### [Aim]
Count the lines in the rows below that contain the string "woman", treating case as significant. Reply with that number only.

### [Input for this task]
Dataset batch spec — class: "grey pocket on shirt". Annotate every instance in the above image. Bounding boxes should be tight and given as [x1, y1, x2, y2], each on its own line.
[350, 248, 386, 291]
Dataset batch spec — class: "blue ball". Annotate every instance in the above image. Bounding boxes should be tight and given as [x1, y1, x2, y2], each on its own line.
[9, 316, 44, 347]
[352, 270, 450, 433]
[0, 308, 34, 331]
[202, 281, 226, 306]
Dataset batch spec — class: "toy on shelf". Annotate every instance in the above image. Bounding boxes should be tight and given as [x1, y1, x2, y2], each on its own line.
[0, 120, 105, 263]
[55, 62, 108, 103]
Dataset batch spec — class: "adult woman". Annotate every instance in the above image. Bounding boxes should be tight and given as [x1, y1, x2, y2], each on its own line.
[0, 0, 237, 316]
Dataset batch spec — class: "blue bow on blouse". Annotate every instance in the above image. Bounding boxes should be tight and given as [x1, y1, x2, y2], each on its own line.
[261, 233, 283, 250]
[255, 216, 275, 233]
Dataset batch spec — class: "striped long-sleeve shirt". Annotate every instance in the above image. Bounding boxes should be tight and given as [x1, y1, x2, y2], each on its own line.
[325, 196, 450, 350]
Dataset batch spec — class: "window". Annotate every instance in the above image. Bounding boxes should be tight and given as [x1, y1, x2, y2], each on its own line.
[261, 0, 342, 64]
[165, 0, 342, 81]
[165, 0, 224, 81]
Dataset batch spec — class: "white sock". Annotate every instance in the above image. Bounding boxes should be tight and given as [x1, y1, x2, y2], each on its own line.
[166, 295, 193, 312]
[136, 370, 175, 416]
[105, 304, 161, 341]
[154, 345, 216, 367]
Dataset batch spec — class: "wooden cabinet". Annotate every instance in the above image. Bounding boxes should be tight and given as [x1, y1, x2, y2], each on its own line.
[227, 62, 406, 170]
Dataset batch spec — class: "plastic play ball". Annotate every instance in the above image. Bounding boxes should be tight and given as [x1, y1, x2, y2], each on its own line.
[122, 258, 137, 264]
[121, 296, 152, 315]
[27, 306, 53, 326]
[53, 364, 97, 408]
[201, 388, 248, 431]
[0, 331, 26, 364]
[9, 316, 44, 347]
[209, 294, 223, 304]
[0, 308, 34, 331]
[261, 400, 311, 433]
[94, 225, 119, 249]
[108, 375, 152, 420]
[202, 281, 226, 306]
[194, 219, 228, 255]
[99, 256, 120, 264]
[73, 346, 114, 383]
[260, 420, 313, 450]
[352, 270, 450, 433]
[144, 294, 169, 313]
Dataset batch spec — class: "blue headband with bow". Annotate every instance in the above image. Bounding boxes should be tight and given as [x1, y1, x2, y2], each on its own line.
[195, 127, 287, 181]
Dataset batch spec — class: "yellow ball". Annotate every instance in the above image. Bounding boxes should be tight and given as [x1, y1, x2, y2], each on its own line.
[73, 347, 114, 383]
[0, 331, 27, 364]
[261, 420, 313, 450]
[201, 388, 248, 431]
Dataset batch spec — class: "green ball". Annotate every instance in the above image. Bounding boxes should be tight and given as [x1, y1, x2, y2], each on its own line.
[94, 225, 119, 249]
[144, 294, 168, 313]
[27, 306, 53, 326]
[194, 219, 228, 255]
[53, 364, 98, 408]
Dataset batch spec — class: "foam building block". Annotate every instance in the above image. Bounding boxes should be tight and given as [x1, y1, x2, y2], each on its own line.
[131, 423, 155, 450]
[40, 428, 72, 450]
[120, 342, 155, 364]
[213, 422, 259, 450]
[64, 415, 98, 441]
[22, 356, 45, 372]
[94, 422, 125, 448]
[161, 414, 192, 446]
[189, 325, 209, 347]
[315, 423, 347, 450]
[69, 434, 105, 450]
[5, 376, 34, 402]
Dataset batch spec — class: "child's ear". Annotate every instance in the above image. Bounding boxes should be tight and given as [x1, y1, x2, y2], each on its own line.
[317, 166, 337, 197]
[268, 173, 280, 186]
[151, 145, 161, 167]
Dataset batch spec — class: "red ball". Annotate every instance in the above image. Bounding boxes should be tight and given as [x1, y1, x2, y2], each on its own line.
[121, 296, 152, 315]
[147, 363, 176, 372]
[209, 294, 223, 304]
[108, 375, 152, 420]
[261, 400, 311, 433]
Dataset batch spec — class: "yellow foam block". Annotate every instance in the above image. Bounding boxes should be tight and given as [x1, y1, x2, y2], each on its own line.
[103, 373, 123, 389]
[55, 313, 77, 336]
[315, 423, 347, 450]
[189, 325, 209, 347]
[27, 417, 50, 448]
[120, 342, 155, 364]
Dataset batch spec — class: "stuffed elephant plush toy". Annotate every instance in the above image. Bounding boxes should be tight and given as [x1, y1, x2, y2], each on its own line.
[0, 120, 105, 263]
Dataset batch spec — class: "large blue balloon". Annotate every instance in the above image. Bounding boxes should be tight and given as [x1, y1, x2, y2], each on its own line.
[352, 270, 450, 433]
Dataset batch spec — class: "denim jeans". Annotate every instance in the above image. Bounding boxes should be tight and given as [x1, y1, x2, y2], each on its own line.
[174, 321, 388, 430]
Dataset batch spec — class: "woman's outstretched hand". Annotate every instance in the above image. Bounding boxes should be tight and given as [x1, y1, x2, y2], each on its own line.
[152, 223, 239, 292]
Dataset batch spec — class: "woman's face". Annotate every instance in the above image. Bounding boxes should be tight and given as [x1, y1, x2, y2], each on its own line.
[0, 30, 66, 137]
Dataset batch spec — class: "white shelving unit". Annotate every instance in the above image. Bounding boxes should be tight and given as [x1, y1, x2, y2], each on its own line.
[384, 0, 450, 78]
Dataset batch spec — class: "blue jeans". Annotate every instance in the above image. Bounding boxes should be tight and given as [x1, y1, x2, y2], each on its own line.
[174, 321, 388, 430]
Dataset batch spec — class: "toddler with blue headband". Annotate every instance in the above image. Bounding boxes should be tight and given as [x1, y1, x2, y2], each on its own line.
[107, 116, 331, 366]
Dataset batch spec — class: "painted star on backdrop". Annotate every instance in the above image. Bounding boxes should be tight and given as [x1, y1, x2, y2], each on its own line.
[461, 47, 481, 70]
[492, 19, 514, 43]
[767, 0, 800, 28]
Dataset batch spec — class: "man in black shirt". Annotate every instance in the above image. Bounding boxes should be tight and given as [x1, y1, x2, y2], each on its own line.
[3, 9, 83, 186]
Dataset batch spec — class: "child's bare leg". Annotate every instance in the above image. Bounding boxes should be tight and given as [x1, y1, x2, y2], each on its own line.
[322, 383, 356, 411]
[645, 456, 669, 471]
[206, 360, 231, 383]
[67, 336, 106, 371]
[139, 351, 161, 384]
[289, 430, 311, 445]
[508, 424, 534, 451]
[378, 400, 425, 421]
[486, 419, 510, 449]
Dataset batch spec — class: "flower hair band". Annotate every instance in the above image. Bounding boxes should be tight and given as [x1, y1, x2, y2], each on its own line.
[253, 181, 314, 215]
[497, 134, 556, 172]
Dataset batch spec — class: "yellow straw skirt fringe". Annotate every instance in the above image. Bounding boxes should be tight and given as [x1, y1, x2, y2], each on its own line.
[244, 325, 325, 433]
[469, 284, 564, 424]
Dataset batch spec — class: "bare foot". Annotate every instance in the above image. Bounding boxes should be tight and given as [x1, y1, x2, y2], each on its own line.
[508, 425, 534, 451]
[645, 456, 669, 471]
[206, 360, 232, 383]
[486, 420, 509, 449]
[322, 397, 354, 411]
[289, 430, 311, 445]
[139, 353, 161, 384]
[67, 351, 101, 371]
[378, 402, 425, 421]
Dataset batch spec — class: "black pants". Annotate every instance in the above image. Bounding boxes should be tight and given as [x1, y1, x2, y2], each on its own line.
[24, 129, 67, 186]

### [Response to the exercise]
3